# [Instructions for the task]
Every record must be reproduced exactly. Leave none out.
____
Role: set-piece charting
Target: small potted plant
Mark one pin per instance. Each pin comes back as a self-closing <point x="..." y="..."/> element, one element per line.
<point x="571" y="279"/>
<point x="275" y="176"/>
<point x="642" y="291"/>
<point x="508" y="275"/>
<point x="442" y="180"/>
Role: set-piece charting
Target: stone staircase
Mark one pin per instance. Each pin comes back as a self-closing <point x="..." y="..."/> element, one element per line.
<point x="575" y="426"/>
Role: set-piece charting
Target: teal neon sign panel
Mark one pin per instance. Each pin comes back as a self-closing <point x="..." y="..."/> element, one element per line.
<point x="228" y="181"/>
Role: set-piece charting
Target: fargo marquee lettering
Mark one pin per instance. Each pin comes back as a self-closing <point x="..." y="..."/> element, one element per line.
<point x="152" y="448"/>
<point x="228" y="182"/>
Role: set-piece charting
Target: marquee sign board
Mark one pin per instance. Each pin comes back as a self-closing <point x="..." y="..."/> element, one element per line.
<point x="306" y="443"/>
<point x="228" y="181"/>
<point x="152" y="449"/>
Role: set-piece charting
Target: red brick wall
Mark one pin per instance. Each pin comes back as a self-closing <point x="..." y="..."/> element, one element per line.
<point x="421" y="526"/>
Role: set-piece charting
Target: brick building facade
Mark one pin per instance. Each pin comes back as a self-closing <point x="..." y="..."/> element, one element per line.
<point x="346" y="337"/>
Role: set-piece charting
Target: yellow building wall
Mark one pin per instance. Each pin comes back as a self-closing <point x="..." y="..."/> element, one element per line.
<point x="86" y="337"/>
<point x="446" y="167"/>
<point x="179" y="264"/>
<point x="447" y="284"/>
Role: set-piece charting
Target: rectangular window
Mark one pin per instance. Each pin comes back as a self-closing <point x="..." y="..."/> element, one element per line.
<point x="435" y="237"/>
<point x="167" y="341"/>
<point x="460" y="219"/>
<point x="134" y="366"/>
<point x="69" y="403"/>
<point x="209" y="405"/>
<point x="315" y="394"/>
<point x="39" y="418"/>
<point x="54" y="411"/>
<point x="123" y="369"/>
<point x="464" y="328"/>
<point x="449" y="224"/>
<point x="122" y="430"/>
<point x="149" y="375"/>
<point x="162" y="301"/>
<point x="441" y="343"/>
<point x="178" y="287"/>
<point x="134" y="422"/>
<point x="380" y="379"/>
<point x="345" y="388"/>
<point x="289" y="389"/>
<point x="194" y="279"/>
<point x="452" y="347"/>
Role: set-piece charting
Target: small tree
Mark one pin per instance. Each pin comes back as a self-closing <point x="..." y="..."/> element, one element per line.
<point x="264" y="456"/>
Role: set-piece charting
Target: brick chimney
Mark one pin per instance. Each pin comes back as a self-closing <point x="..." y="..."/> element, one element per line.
____
# [Written answer]
Role: set-piece charting
Target: small potted plant
Mark one pin per instance. Each pin comes back as a self-closing <point x="..." y="..."/> element, one element per line.
<point x="571" y="279"/>
<point x="275" y="176"/>
<point x="642" y="291"/>
<point x="508" y="275"/>
<point x="442" y="180"/>
Role: set-piece charting
Target: stone staircase
Mark one pin per instance. Each pin comes back as a self-closing <point x="..." y="..."/> element, one element per line.
<point x="575" y="426"/>
Role: set-piece charting
Target: teal neon sign panel
Mark one pin per instance. Each pin comes back as a self-closing <point x="..." y="..."/> element, one element per line.
<point x="228" y="181"/>
Role: set-piece charting
Target: fargo marquee lettering
Mark one pin per instance. Each pin comes back as a self-closing <point x="..." y="..."/> element, one element per line.
<point x="152" y="448"/>
<point x="228" y="182"/>
Role: set-piece charting
Target: marquee sign board
Mark one pin per instance. Each pin comes back as a self-closing <point x="..." y="..."/> element, one element per line.
<point x="306" y="443"/>
<point x="228" y="181"/>
<point x="152" y="449"/>
Role: set-piece charting
Target: red brick wall
Mark one pin per instance. Each pin comes back as a self-closing <point x="..." y="..."/> element, one element per line.
<point x="421" y="526"/>
Role: set-piece charting
Target: brick building facade
Mark one pin per instance. Each pin comes back as a self-closing <point x="..." y="..."/> element, one element per line.
<point x="346" y="337"/>
Role: set-piece charting
Target: yellow building wall
Mark one pin per instance. Each pin comes back as a self-closing <point x="..." y="..."/> element, one element per line.
<point x="86" y="337"/>
<point x="446" y="167"/>
<point x="179" y="264"/>
<point x="447" y="284"/>
Role: set-piece charting
Target: rectangular window
Mark one pin per instance. Each pin comes back as a self-closing <point x="..." y="..."/> element, one element per line.
<point x="435" y="237"/>
<point x="167" y="341"/>
<point x="460" y="219"/>
<point x="134" y="366"/>
<point x="69" y="403"/>
<point x="209" y="405"/>
<point x="315" y="394"/>
<point x="39" y="418"/>
<point x="54" y="411"/>
<point x="123" y="369"/>
<point x="464" y="328"/>
<point x="449" y="224"/>
<point x="122" y="430"/>
<point x="149" y="375"/>
<point x="162" y="301"/>
<point x="441" y="343"/>
<point x="178" y="287"/>
<point x="134" y="422"/>
<point x="380" y="379"/>
<point x="345" y="388"/>
<point x="289" y="389"/>
<point x="194" y="279"/>
<point x="452" y="347"/>
Role: set-piece charting
Target: small tree
Mark one pin per instance. Each pin comes back as a self-closing <point x="..." y="..."/> element, one element per line.
<point x="264" y="456"/>
Role: set-piece charting
Target: brick chimney
Mark one pin per instance. Each pin comes back as a self-closing <point x="..." y="..."/> element, one element per line.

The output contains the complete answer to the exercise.